Exercise instructions ▸
Print the lines below without changing anything.

-- START Material shown --

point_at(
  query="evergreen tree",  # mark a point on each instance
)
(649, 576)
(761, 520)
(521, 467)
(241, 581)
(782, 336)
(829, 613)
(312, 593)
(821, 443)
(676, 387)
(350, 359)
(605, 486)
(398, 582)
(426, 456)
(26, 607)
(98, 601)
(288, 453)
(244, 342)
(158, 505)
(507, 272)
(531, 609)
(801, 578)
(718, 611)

-- END Material shown --

Final result ▸
point_at(
  query="evergreen tree",  # mark a point on each instance
)
(649, 576)
(761, 520)
(521, 467)
(241, 581)
(782, 336)
(829, 613)
(312, 593)
(821, 443)
(676, 387)
(350, 359)
(605, 486)
(398, 582)
(426, 456)
(26, 607)
(98, 601)
(288, 453)
(244, 342)
(158, 505)
(507, 272)
(531, 609)
(801, 578)
(718, 611)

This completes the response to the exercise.